- **Quoted passage**
AI OCR feature in Zammad 7 vs. Tesseract

chrisl · June 22, 2026, 6:56am

Have you successfully tested the OCR feature with any providers or vision LLM models? Which models did you try can you share thoughts on results?

On zammad v7.1 I connected a local Gemma4 31B and Qwen3.6 35B, both are vision capable, unfortunately the zammad documentation is very sparse Provider — Zammad Admin Documentation documentation
With OCR toggled enabled and enabling all Ticket Summary Services Generation I tested summary of a few emails with photo images attached or inline ie jpg of objects and people and after AI summary generation do not see any mention of photo images. Next I need to try raster images of text documents.

@dominikklein
Does the current enabling “Recognize image text (OCR)” send all file attachments to LLM? Or is zammad restricting file name extension ie only jpg png and restricting to 1 or more file attachments? Including a few additional information in docs can help users properly set expectations and configurations.

Unless I am confused, I was surprised Zammad appears to only support a single Provider configuration, and also prevent enabling more than one Model from a single Provider.

A simple alternative solution that Zammad may support in future ie feature request Support multiple AI LLM providers and/or multiple AI LLM model names are allowing you to configure more than one provider and/or more than one model and allow specifying which particular model to be used for which types of inference processing. A simple approach to keeping low resource footprint would be using focused LLM model for particular task, ie a small purpose-built OCR vision LLM model that excels for recognizing image text, a different medium model for performing trivial rote tasks ( categorization, tagging etc) , a different larger model performing more complex tasks like writing assistance etc.

Another alternative you could evaluate LLM router proxies; you specify a single Provider in Zammad and that provider uses a smart router LLM analyzes your multi modal text and image context and intelligently routes the context to best model and engine for actual final processing. This would allow you to direct and control your resource usage and maybe keep lower resource footprint.

Data collected from a set
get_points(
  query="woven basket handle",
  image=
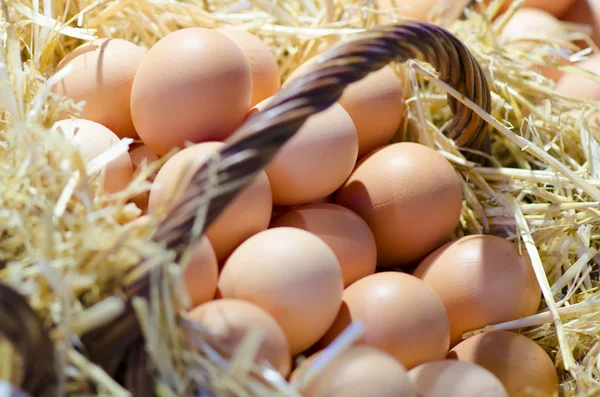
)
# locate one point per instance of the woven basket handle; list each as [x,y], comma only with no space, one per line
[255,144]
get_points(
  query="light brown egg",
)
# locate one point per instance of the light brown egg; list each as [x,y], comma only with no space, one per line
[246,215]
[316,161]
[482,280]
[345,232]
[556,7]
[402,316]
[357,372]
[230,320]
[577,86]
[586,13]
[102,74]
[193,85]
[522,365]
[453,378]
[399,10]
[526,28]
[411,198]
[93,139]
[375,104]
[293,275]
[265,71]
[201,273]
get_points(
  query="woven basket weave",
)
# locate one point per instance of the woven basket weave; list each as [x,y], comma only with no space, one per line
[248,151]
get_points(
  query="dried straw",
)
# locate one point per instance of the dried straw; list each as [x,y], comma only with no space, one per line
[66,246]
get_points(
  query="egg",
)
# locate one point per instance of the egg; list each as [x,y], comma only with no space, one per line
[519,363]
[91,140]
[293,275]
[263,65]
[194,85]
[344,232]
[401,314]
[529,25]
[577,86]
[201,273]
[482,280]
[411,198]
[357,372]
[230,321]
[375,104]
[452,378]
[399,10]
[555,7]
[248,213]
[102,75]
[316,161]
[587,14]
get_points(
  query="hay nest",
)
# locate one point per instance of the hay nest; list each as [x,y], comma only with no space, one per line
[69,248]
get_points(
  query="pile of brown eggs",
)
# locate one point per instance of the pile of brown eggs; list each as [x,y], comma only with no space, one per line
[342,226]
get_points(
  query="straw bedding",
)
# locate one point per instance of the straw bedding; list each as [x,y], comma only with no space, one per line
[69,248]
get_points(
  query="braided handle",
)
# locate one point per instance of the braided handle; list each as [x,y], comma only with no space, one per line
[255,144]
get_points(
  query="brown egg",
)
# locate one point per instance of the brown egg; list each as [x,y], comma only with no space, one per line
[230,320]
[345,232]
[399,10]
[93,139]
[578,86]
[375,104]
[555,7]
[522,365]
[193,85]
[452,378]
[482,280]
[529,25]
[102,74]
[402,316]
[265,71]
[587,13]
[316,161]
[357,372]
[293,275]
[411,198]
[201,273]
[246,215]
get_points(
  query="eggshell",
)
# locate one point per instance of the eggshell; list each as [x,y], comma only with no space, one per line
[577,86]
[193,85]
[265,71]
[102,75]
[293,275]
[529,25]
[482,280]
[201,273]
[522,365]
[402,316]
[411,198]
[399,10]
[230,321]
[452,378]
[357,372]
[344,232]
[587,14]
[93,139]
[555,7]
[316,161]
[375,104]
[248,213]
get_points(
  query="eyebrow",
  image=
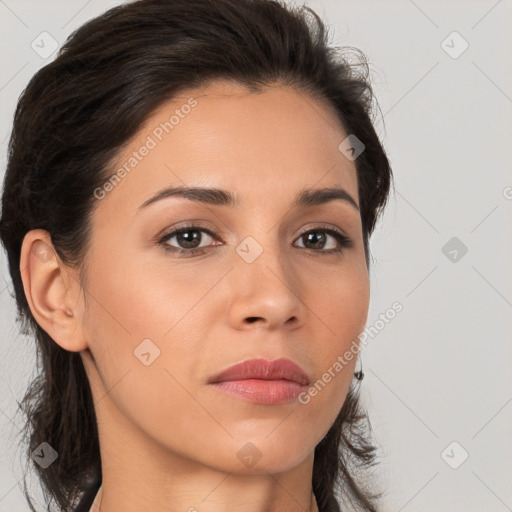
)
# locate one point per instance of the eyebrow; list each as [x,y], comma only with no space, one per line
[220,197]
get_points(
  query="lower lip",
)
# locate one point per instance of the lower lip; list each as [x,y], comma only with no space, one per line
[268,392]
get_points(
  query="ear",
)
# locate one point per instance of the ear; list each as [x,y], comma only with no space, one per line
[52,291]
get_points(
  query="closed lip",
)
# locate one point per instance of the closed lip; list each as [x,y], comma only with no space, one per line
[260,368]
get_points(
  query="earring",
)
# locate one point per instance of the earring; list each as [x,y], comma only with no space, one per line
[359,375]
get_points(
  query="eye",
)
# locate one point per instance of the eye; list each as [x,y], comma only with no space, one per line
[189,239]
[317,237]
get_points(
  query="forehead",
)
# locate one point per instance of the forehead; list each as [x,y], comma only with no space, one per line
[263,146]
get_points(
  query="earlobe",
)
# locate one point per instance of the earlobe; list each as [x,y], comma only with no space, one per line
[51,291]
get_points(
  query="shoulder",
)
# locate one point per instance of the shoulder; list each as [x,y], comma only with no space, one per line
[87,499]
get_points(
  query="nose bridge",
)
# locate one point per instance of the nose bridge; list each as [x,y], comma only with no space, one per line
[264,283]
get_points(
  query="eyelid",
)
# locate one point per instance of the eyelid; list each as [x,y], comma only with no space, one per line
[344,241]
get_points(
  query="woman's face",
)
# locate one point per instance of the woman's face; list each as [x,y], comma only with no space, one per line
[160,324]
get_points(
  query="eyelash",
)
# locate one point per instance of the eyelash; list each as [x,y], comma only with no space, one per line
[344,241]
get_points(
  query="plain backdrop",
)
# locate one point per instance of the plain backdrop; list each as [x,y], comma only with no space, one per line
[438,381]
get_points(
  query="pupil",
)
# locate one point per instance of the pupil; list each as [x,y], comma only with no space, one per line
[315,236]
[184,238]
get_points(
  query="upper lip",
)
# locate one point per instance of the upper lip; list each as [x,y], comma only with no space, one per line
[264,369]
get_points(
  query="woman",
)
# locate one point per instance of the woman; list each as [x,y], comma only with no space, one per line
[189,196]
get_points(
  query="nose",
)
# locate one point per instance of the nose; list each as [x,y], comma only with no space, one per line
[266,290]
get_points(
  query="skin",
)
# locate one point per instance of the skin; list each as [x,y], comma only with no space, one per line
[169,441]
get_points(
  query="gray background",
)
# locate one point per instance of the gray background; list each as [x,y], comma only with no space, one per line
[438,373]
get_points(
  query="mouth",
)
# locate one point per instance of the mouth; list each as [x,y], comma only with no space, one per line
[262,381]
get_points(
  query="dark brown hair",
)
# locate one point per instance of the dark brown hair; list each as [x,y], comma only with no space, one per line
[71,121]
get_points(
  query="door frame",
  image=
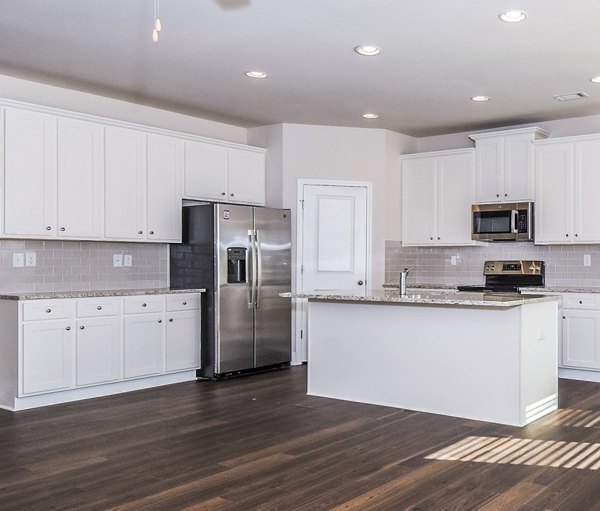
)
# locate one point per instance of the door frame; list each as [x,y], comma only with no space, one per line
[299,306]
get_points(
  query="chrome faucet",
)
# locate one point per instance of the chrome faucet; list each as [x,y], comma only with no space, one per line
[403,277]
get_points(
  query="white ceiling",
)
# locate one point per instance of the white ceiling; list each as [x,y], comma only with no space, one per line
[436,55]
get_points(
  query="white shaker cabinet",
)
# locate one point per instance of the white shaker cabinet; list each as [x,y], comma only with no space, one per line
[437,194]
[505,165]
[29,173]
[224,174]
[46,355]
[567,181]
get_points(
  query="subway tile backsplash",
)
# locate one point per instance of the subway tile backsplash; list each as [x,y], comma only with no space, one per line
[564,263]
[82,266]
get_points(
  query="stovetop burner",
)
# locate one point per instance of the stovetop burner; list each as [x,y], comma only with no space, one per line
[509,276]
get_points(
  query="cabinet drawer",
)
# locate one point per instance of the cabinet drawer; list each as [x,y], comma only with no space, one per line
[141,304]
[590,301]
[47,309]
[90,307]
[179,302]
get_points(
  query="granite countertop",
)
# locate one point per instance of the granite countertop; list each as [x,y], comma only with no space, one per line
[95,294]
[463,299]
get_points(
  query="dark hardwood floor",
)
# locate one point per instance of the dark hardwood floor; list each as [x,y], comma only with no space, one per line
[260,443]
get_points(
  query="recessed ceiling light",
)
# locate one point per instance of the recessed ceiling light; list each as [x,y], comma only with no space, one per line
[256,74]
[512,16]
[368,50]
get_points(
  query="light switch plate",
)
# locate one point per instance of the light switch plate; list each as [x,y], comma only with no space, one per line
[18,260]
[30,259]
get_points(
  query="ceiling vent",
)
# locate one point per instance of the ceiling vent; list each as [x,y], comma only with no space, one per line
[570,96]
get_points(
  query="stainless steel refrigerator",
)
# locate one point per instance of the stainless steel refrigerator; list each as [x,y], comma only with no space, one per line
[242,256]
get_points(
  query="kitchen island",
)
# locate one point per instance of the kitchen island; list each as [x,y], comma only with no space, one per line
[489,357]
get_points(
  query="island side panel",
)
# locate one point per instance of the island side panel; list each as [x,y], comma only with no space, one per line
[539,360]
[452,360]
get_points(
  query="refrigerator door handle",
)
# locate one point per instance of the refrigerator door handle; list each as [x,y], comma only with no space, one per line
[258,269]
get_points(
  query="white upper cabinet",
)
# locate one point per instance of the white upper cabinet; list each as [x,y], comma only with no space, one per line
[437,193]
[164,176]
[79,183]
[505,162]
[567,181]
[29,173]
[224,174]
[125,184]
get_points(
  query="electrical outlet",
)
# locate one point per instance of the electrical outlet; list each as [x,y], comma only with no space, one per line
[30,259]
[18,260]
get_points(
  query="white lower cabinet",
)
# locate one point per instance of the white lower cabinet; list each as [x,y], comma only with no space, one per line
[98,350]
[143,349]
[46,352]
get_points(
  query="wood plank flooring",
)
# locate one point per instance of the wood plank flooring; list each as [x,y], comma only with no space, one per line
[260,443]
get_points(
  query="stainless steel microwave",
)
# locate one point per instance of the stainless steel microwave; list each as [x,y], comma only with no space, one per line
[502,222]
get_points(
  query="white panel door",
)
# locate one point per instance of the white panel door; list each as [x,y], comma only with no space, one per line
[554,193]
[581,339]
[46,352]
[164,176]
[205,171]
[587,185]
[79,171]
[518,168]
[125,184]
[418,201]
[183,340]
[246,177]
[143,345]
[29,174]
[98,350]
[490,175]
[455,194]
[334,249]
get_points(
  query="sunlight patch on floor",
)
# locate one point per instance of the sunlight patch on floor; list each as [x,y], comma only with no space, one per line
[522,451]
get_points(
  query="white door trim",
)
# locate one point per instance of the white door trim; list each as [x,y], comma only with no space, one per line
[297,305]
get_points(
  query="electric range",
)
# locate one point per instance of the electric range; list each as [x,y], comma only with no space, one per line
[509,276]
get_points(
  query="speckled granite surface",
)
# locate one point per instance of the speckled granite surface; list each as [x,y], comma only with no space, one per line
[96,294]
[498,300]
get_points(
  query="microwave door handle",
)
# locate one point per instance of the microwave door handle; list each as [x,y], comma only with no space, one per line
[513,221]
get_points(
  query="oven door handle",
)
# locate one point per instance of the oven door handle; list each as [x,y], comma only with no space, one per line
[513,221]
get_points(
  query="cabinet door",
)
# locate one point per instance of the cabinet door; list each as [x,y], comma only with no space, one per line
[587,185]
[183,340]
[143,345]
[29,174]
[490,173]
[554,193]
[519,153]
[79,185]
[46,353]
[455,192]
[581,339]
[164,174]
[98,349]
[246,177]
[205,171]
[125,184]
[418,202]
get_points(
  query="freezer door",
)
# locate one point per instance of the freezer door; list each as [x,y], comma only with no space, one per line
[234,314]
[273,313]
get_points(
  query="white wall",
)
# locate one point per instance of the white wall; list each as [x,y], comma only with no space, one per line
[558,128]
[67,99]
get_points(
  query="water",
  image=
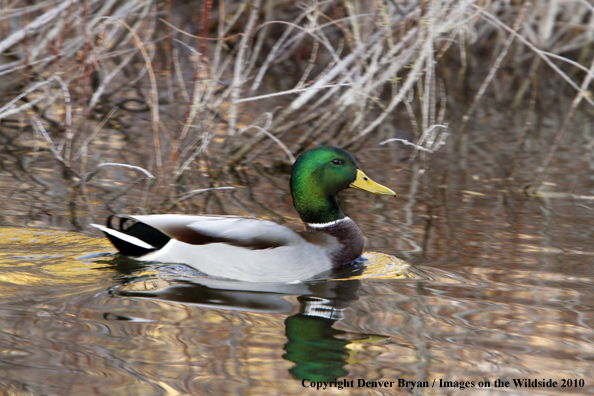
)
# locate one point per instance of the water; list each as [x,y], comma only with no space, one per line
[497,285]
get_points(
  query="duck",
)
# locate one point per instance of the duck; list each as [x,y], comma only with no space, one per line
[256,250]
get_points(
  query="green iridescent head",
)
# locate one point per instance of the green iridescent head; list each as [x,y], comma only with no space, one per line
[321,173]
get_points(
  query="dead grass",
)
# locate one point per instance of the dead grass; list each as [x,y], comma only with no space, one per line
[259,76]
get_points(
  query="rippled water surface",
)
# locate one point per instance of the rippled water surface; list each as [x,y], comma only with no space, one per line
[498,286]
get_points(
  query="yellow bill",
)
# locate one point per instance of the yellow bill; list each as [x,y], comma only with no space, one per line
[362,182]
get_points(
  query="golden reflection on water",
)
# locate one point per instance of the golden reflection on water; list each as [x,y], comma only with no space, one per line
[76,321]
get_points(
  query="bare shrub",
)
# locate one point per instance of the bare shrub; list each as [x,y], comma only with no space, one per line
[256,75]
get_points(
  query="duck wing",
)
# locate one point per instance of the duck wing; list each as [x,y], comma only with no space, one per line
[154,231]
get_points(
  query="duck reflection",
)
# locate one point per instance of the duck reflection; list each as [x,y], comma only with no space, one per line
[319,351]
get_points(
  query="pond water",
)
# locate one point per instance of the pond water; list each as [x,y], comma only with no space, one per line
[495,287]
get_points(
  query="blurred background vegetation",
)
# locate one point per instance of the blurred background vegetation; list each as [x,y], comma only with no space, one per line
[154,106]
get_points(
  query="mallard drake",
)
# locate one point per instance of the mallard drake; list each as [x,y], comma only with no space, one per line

- **Questions on the material**
1. According to the forum post on Zammad's OCR feature, which model sizes does the proposed low-resource approach use, and what work is each one meant to handle?
2. Reproduce the part of the forum post on Zammad's OCR feature between "On zammad v7.1" and "expectations and configurations.", inclusive, swapping "photo images" for "photographs".

- **Problem solutions**
1.
- A small, purpose-built OCR vision LLM model handles recognizing image text.
- A medium model handles trivial rote tasks such as categorization and tagging.
- A larger model handles more complex tasks like writing assistance.

2.
On zammad v7.1 I connected a local Gemma4 31B and Qwen3.6 35B, both are vision capable, unfortunately the zammad documentation is very sparse Provider — Zammad Admin Documentation documentation
With OCR toggled enabled and enabling all Ticket Summary Services Generation I tested summary of a few emails with photographs attached or inline ie jpg of objects and people and after AI summary generation do not see any mention of photographs. Next I need to try raster images of text documents.

@dominikklein
Does the current enabling “Recognize image text (OCR)” send all file attachments to LLM? Or is zammad restricting file name extension ie only jpg png and restricting to 1 or more file attachments? Including a few additional information in docs can help users properly set expectations and configurations.